Begin
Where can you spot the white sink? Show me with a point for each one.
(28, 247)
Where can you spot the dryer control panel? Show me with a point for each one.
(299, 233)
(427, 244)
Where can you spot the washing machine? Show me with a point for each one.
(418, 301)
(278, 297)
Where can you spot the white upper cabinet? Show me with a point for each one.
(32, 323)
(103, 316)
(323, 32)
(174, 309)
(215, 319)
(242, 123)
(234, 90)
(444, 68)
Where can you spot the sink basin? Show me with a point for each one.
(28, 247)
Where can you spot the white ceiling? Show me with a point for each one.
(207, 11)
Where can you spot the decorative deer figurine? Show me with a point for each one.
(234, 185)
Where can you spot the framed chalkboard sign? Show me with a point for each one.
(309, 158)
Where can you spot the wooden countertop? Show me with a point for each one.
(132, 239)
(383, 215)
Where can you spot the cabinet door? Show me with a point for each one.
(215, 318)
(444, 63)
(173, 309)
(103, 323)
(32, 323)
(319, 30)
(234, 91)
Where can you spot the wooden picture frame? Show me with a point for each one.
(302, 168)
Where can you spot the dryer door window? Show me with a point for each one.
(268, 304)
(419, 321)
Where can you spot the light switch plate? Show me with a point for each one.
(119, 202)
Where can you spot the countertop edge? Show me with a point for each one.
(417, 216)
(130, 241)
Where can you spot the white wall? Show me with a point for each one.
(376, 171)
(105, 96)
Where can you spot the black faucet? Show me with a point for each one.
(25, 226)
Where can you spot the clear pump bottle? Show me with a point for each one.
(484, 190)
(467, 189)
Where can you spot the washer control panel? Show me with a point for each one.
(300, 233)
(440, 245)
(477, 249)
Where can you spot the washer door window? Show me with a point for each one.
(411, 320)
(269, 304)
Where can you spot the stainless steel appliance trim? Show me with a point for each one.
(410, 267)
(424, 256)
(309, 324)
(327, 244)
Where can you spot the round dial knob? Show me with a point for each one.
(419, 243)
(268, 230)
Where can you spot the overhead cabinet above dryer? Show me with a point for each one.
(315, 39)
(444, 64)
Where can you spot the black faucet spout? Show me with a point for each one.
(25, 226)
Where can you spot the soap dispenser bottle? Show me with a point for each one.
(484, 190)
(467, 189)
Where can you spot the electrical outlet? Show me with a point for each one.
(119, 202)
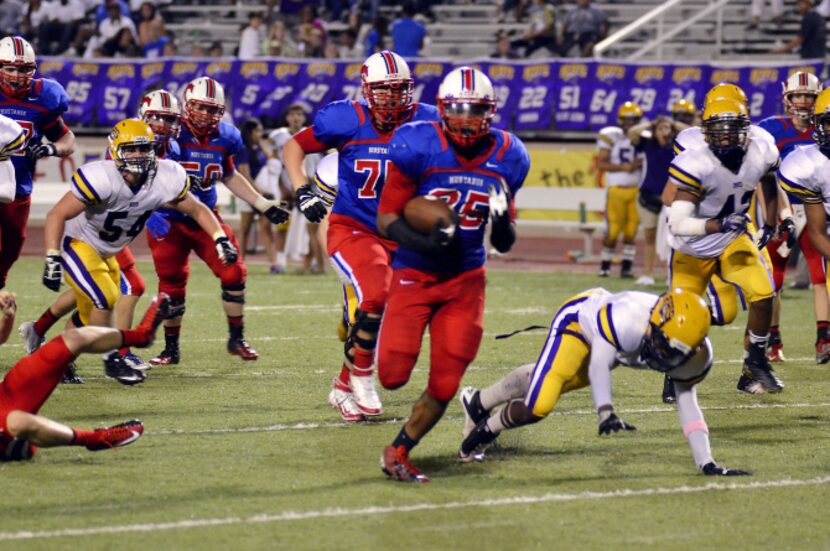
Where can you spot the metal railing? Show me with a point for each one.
(658, 17)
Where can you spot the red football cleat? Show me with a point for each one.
(775, 353)
(117, 436)
(240, 347)
(395, 463)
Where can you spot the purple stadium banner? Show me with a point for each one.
(565, 94)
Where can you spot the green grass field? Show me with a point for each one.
(250, 455)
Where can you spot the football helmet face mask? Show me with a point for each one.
(800, 93)
(17, 66)
(467, 103)
(677, 326)
(132, 147)
(161, 110)
(726, 90)
(387, 88)
(204, 105)
(629, 114)
(726, 127)
(684, 111)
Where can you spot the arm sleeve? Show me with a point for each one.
(682, 223)
(603, 357)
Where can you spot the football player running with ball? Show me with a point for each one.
(439, 278)
(361, 131)
(590, 334)
(36, 105)
(106, 208)
(208, 145)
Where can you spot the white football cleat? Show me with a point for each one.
(30, 337)
(465, 397)
(365, 395)
(341, 399)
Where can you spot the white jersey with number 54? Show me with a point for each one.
(116, 214)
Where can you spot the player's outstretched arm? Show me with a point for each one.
(210, 224)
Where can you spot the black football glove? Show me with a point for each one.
(713, 469)
(615, 424)
(53, 272)
(37, 150)
(226, 251)
(764, 235)
(734, 222)
(786, 232)
(310, 204)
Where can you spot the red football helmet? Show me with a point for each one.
(17, 66)
(160, 109)
(387, 87)
(467, 103)
(204, 105)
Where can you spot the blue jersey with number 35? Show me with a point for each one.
(423, 154)
(209, 159)
(364, 155)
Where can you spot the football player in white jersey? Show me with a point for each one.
(591, 334)
(12, 139)
(708, 224)
(805, 173)
(106, 208)
(617, 158)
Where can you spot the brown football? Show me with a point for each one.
(422, 212)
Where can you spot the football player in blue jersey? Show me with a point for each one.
(438, 278)
(208, 146)
(790, 131)
(361, 131)
(37, 106)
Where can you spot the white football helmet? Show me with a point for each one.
(204, 105)
(17, 66)
(160, 109)
(387, 87)
(808, 87)
(467, 103)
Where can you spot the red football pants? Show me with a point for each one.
(363, 259)
(454, 310)
(131, 281)
(170, 256)
(815, 262)
(13, 218)
(31, 381)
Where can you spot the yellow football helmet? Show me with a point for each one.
(684, 111)
(132, 147)
(678, 324)
(726, 90)
(629, 114)
(821, 116)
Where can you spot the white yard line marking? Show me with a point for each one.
(279, 427)
(291, 516)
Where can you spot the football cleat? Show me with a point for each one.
(241, 348)
(470, 418)
(119, 435)
(395, 463)
(775, 353)
(168, 356)
(823, 351)
(342, 400)
(71, 377)
(116, 368)
(135, 362)
(30, 337)
(365, 396)
(669, 396)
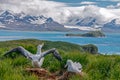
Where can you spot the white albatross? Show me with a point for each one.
(38, 58)
(73, 66)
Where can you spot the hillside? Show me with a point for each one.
(95, 67)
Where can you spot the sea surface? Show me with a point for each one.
(106, 45)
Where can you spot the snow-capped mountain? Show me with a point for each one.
(21, 21)
(113, 25)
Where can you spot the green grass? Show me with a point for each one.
(95, 67)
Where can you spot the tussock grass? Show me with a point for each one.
(95, 67)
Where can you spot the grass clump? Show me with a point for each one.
(95, 67)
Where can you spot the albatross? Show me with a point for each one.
(73, 66)
(38, 58)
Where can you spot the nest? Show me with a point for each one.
(46, 75)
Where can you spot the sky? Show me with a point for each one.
(64, 10)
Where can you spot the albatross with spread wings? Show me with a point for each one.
(38, 58)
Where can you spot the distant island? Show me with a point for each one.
(89, 34)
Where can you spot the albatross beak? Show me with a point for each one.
(57, 55)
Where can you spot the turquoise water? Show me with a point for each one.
(108, 45)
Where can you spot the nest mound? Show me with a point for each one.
(41, 73)
(46, 75)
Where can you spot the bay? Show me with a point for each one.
(106, 45)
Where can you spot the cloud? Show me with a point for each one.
(60, 12)
(87, 3)
(114, 6)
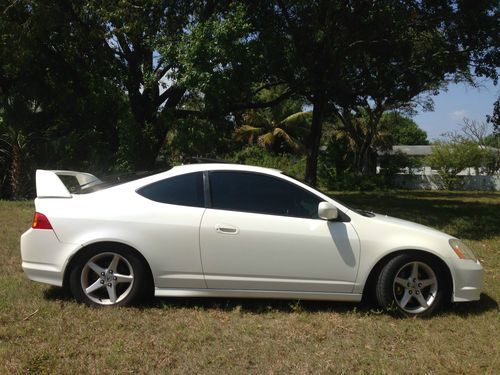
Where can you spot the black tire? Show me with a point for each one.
(412, 285)
(120, 284)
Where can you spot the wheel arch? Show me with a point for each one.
(370, 282)
(109, 245)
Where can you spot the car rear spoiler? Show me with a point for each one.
(50, 185)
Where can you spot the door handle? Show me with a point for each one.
(226, 229)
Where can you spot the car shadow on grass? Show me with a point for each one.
(265, 306)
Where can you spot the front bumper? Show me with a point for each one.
(468, 280)
(43, 256)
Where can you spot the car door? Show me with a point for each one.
(169, 228)
(262, 232)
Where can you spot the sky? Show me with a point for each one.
(459, 101)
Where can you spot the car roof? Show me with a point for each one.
(223, 166)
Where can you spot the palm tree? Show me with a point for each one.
(275, 135)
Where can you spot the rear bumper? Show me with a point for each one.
(44, 256)
(468, 280)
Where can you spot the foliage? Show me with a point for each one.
(376, 57)
(451, 158)
(255, 155)
(282, 128)
(108, 86)
(396, 129)
(494, 118)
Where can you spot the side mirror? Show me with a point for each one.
(327, 211)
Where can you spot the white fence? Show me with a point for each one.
(433, 182)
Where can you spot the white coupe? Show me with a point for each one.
(222, 230)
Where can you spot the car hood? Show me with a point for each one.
(406, 225)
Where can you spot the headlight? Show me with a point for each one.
(462, 250)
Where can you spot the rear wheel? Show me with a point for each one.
(107, 277)
(413, 284)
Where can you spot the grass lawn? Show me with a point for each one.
(42, 330)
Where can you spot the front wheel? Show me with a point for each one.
(413, 284)
(107, 277)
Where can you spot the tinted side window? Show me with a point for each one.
(183, 190)
(252, 192)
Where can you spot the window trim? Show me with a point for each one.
(209, 189)
(204, 203)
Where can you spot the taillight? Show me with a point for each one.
(40, 221)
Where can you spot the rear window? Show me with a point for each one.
(182, 190)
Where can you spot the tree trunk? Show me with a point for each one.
(16, 174)
(315, 139)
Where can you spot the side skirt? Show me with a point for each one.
(235, 293)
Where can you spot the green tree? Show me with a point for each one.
(396, 129)
(451, 157)
(281, 128)
(347, 56)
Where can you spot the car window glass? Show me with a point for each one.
(253, 192)
(183, 190)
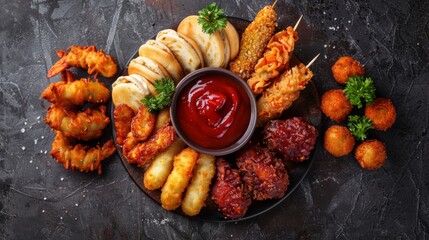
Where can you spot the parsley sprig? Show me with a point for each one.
(212, 19)
(358, 126)
(165, 88)
(358, 89)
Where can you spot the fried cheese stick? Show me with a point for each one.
(199, 187)
(171, 192)
(157, 172)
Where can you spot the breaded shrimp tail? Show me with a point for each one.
(80, 157)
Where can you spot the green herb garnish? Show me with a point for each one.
(359, 125)
(360, 88)
(212, 19)
(165, 88)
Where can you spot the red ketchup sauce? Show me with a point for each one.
(213, 111)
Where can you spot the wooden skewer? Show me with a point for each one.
(312, 61)
(274, 4)
(297, 23)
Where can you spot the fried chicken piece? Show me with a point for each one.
(253, 41)
(371, 154)
(338, 141)
(346, 67)
(143, 124)
(282, 93)
(87, 58)
(78, 156)
(228, 192)
(293, 138)
(382, 113)
(70, 93)
(143, 152)
(263, 173)
(86, 125)
(123, 115)
(276, 58)
(335, 105)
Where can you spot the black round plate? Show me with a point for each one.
(306, 106)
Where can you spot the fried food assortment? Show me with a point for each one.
(335, 105)
(79, 156)
(338, 141)
(282, 93)
(293, 138)
(86, 125)
(253, 42)
(346, 67)
(275, 59)
(87, 58)
(382, 113)
(371, 154)
(228, 192)
(183, 165)
(263, 173)
(199, 186)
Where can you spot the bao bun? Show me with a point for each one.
(160, 53)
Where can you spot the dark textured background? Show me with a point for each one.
(39, 199)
End
> [Brief]: Starting with the line that contains "Where can you spot the wooden skewer?", return each line through the last one of the data above, exactly as written and nothing more.

> [Answer to this task]:
Where can you spot the wooden skewer? Show me with a point for each one.
(312, 61)
(274, 4)
(297, 23)
Where can you spot the fried chicken piece? Show me with a point for each one.
(253, 41)
(371, 154)
(338, 141)
(346, 67)
(143, 124)
(282, 93)
(87, 58)
(78, 156)
(228, 192)
(293, 138)
(382, 113)
(70, 93)
(143, 152)
(263, 173)
(86, 125)
(123, 115)
(276, 58)
(335, 105)
Where can you spot the black round plate? Show me with a point for each one.
(306, 106)
Where can you spot the fried food assortment? Show me with a point for each one.
(335, 105)
(79, 156)
(338, 141)
(282, 93)
(293, 138)
(86, 125)
(253, 42)
(346, 67)
(275, 59)
(87, 58)
(382, 113)
(371, 154)
(228, 192)
(183, 165)
(263, 173)
(199, 186)
Where can you spot the bao bun? Show me with a point for each one.
(160, 53)
Where can you spot the dark textured background? Show me with a point for each one.
(39, 199)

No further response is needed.